• [Problem]:
From the data below, extract the stretch running from the line that contains "segment(query) outlines every" through the line that contains "154 192 L 255", both lines included, and reproduce it verbatim without the pictures.

++++++++++

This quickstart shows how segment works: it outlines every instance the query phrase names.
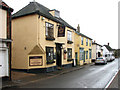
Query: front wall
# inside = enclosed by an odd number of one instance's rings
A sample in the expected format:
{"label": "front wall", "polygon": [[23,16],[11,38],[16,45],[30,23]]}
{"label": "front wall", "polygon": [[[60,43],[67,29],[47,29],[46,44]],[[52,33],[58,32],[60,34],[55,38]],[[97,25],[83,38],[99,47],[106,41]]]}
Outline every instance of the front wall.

++++++++++

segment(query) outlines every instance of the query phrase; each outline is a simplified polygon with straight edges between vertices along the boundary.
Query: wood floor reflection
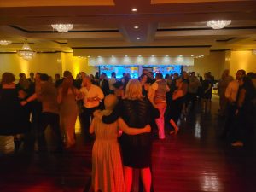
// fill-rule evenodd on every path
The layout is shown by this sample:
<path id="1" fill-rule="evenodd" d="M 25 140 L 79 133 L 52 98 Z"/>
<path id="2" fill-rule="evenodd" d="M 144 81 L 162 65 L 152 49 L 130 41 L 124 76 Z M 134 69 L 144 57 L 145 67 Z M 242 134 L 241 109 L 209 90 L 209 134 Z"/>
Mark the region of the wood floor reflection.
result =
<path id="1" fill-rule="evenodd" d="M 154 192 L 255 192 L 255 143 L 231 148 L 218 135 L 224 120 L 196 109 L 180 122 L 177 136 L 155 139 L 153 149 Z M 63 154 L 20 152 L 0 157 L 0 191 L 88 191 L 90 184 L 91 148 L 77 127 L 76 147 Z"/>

++++++++++

• [Exercise response]:
segment(query) outlines every instance of the query phrase; each outline is a simplified polygon with straight edges between vertices along the boundary.
Query: wood floor reflection
// fill-rule evenodd on every path
The layout is shown by this sample:
<path id="1" fill-rule="evenodd" d="M 25 140 L 79 133 L 52 98 Z"/>
<path id="2" fill-rule="evenodd" d="M 144 81 L 162 65 L 152 49 L 130 41 L 124 76 Z M 134 69 L 144 57 L 145 67 Z M 242 134 L 241 109 L 209 90 L 209 134 Z"/>
Mark the region of the wood floor reflection.
result =
<path id="1" fill-rule="evenodd" d="M 154 192 L 255 192 L 255 143 L 231 148 L 218 135 L 224 120 L 196 109 L 180 122 L 177 136 L 155 139 L 153 149 Z M 63 154 L 20 152 L 0 157 L 0 191 L 88 191 L 90 184 L 91 148 L 77 127 L 76 147 Z"/>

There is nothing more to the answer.